[To be done]
**a.** From the Nystroem comparison excerpt, write out word for word the passage that begins at "Note: Given $a$" and ends after "of the vectors.".
**b.** In the Nystroem comparison excerpt, what value is assigned to num_sampling?

[Document excerpt]
....

Note: Given $a$ and $b$ two vectors, I am computing the error as $$e = \frac{\| a- b\|_2}{L} $$ where $L = len(a)$. My reasoning for the $1/L$ factor is that the error will grow linearly with the size of the vectors. 

In [5]:
# We test the LazyNystrom_N fit/transform methods using a Linear kernel

length = 1000
num_sampling = 100

x = torch.randint(10,(1,length,3),dtype=torch.float32)
X_i = LazyTensor(x)

# Instatiate & fit Nystroem for comparison
sk_N = Nystroem(kernel='linear', n_components=num_sampling, random_state=0).fit(x[0].numpy())  # input: (length, features) array
x_new = sk_N.transform(x[0].numpy())                                                           # output: (length, num_sampling) array

# Instatiate & fit on lazy tensor version
LN_test = LazyNystrom_N(num_sampling, random_state=0).fit(X_i)   # input: (1, length, features) lazy tensor
X_new_i = LN_test.transform(X_i)                                 # output: (1,length,num_sampling) lazy tensor

# Print the L2 error
err = np.linalg.norm(x_new - X_new_i.sum(dim=0).numpy()) / x_new.size
print(f'Error when compared to sklearn = {err}')

....

[Point annotation records]
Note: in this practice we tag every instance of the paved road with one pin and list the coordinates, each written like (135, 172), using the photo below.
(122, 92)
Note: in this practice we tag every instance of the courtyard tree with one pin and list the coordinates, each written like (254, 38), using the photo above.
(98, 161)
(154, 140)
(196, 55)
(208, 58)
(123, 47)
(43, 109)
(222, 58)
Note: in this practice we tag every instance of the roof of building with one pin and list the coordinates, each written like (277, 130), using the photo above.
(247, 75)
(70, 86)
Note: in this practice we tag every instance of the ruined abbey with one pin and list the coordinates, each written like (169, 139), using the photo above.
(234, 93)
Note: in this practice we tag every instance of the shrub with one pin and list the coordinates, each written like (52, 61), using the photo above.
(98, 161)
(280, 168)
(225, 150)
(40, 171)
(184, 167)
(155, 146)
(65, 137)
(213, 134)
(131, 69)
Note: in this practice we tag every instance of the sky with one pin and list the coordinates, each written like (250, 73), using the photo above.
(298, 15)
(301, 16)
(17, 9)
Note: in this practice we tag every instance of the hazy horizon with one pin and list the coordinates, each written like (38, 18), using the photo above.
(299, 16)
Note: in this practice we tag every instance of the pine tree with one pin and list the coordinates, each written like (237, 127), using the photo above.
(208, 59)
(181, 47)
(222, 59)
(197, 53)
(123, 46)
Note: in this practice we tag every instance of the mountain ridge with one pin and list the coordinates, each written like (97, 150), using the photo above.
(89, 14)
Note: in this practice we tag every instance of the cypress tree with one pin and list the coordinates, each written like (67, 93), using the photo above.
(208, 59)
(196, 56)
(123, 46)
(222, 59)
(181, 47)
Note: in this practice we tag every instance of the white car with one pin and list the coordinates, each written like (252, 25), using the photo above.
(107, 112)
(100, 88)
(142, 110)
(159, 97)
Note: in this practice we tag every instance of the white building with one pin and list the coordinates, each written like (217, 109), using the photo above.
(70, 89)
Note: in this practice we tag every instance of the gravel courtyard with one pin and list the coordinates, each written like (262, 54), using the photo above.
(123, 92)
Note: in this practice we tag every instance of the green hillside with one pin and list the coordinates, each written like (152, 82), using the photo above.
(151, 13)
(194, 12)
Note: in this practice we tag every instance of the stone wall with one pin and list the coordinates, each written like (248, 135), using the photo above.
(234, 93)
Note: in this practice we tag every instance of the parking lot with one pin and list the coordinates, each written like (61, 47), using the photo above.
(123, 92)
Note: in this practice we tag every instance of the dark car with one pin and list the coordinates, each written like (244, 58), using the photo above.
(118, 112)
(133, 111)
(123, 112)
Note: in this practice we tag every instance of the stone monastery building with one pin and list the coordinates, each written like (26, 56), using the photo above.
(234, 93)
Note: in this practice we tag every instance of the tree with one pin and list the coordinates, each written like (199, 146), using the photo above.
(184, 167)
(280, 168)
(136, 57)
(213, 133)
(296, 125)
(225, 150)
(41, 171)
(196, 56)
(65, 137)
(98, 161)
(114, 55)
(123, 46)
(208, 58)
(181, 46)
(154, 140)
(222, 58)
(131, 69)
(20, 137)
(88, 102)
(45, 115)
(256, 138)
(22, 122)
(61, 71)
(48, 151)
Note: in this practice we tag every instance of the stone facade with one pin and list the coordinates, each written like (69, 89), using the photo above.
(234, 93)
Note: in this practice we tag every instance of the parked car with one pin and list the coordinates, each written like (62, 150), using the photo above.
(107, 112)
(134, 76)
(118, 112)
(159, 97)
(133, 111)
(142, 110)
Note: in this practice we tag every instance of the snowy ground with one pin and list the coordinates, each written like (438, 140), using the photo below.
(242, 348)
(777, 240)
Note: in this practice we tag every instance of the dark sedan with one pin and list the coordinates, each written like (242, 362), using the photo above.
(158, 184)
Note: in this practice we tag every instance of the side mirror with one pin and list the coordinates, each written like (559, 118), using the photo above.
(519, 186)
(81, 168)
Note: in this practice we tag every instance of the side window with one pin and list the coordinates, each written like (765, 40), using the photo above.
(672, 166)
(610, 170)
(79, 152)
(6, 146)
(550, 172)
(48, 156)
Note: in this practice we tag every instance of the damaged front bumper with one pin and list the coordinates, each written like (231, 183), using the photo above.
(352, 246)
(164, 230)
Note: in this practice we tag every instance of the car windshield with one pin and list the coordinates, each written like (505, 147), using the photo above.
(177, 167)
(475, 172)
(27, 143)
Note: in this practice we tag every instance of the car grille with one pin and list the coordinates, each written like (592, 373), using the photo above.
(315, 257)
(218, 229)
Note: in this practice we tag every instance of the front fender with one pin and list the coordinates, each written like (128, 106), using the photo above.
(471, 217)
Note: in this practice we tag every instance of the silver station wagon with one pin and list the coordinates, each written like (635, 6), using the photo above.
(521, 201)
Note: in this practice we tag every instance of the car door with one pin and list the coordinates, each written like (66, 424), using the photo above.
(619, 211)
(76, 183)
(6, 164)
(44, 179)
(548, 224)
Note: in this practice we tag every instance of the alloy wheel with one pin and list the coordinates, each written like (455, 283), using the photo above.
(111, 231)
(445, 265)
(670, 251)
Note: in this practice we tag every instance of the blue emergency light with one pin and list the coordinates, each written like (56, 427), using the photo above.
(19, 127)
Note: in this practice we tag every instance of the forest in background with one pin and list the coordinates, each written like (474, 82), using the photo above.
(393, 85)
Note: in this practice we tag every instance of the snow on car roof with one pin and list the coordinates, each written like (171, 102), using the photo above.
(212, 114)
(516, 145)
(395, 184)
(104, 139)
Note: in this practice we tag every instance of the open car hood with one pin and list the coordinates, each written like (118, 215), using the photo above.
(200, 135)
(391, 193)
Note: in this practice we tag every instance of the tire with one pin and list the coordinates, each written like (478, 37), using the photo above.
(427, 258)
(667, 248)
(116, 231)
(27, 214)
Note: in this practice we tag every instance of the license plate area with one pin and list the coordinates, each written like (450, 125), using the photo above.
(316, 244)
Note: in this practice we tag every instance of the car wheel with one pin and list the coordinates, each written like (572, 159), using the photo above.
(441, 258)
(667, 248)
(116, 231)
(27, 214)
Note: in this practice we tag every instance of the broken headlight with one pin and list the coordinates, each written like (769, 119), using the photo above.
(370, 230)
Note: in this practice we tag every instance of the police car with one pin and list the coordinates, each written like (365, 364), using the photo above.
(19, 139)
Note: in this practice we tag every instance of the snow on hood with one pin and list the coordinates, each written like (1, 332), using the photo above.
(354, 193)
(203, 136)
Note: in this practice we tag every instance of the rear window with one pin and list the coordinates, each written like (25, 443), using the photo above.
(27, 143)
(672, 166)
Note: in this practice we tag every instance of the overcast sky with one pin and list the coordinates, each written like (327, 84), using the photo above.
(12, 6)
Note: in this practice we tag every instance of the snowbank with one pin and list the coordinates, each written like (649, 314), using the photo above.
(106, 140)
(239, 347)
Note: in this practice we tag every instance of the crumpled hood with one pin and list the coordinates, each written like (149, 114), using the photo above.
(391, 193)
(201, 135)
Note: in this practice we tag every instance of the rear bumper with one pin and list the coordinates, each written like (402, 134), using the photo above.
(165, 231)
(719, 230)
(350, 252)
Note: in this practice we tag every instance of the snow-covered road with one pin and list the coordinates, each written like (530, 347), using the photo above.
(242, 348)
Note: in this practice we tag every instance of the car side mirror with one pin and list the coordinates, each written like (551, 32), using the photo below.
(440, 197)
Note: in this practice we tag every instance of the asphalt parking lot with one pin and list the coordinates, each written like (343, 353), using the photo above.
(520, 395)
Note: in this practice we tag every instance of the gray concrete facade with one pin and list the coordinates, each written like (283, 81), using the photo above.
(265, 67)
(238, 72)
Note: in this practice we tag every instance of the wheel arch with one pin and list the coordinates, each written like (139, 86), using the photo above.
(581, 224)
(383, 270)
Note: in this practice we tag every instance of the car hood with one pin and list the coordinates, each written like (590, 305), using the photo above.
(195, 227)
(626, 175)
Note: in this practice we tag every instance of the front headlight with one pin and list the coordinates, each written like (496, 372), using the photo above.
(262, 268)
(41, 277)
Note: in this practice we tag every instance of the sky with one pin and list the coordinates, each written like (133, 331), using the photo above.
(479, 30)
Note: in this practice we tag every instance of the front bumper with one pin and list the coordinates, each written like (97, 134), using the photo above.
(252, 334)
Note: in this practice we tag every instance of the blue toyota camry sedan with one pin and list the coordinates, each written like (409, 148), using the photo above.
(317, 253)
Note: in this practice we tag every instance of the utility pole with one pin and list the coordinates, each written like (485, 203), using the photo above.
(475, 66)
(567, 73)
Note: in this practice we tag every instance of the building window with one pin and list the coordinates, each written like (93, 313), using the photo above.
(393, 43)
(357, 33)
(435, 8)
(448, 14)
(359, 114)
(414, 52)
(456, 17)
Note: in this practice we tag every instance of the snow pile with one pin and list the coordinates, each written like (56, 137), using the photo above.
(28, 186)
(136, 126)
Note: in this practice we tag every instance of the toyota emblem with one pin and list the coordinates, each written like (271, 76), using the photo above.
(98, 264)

....

[Task solutions]
**a.**
Note: Given $a$ and $b$ two vectors, I am computing the error as $$e = \frac{\| a- b\|_2}{L} $$ where $L = len(a)$. My reasoning for the $1/L$ factor is that the error will grow linearly with the size of the vectors.

**b.** 100